##### Excerpt to read #####
That said, as the Socialist Party has consistently explained, Corbyn made his own mistakes during his leadership of Labour, above all by seeking to build unity with the representatives of capitalism within the Labour Party. But the right-wing, who dominated the council Labour groups as well as the parliamentary Labour Party, were happy to impose austerity and would later use their positions to undermine Corbyn’s anti-austerity programme, which helped him lose his position.
Neither Livingstone nor Corbyn were prepared to organise their forces independently of the right wing of the Labour Party. This would have included socialists and campaigners both inside and outside the Labour party framework.
The need for a political voice for the working class has been a vital issue since Blair consolidated his transformation of the Labour Party into New Labour. Corbyn’s victory as Labour leader in 2015 offered what seemed like a ‘simple’ route towards solving the crisis. Many boiled down the message even further, refusing to draw a distinction between the right-wing saboteurs within the Labour Party and Corbyn’s supporters.
Decisive steps were needed – not of unity with the right wing but to deal with them and reconstitute Labour as a party of the working class. These steps didn’t happen and that opportunity was lost.
The result can be a certain amount of demoralisation with some drawing the conclusion to ignore elections and only take part in industrial struggles. But this would be a mistake just as orientating only towards an electoral struggle would be. Socialists advocate linking the struggles for a political challenge with industrial battles.
The Tory government is weak, forced into U-turn after U-turn, but these have been won in reality by the working class lifting its little finger, and flow more from a government which is on the back foot than an offensive struggle of the workers’ movement. So imagine what would be possible if the trade union movement was on the offensive, armed with a political party articulating its programme. Not linking arms with Tories but fighting them.
#####
## What to produce
Continue the passage about Corbyn, the Labour Party and the need for a working-class political voice, starting right after its final sentence. The listing that comes after this passage has no connection to it.
##### Data extracts #####
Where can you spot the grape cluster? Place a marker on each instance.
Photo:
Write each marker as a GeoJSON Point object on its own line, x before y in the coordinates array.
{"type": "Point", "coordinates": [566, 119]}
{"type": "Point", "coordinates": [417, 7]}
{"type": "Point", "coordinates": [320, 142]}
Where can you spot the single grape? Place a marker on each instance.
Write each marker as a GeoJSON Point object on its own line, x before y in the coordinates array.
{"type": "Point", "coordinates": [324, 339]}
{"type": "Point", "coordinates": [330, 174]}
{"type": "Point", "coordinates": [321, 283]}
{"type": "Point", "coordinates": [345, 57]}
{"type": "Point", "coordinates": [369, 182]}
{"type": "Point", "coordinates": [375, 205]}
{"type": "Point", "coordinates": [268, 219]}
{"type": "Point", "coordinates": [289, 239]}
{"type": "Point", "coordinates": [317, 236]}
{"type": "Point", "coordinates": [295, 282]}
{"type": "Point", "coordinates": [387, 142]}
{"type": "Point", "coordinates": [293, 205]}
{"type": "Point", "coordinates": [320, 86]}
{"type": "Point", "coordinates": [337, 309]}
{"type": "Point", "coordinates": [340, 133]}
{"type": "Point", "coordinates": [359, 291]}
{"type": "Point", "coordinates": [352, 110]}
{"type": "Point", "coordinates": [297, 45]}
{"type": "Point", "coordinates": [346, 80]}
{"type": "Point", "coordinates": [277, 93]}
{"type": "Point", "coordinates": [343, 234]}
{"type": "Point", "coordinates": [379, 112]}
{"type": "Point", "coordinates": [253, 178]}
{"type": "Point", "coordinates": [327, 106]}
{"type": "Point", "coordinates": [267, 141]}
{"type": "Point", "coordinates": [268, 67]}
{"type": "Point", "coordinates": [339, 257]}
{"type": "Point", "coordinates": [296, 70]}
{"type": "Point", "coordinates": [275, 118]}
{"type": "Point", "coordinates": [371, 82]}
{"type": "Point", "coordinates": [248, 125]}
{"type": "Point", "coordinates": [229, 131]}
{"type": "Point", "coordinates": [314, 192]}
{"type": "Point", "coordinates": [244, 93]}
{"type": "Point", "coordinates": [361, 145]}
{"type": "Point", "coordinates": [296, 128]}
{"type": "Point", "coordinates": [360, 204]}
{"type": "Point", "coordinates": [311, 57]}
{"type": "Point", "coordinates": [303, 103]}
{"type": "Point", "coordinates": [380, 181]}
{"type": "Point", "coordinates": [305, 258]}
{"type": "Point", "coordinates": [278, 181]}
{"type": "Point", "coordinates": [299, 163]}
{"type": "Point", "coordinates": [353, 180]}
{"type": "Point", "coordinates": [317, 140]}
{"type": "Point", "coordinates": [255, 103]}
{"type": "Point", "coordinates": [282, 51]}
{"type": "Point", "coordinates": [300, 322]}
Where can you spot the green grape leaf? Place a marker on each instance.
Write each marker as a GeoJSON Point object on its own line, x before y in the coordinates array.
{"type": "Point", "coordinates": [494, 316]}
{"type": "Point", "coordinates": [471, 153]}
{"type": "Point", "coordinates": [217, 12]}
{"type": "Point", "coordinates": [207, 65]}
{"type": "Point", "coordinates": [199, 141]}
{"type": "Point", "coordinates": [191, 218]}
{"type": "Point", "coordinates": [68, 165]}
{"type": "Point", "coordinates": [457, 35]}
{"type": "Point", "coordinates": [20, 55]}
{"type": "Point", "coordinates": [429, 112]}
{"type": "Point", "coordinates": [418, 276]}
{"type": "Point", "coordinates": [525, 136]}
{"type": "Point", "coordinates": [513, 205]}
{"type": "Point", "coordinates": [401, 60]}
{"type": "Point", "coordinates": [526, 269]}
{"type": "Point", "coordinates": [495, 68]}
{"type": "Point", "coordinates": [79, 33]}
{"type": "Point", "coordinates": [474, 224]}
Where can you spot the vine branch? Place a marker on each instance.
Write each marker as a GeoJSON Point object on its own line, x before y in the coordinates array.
#####
## Exercise result
Not only could it bring together all those who want to oppose the attacks taking place on our services, benefits, and jobs. It would be hot breath on the backs of Keir Starmer’s Labour too. It would do far more to hold them to account than the approach of loyally acquiescing to the policy retreats and organisational consolidation of the right wing regime that is now in control of Labour.
Hundreds of thousands were inspired by the promise of Jeremy Corbyn’s leadership. They should not be left in the political wilderness but should be mobilised into a real political alternative. It is also not enough to say such a process will happen ‘organically’ – it too important a battle to leave up to chance. We have to actively fight for a real political voice for the working class.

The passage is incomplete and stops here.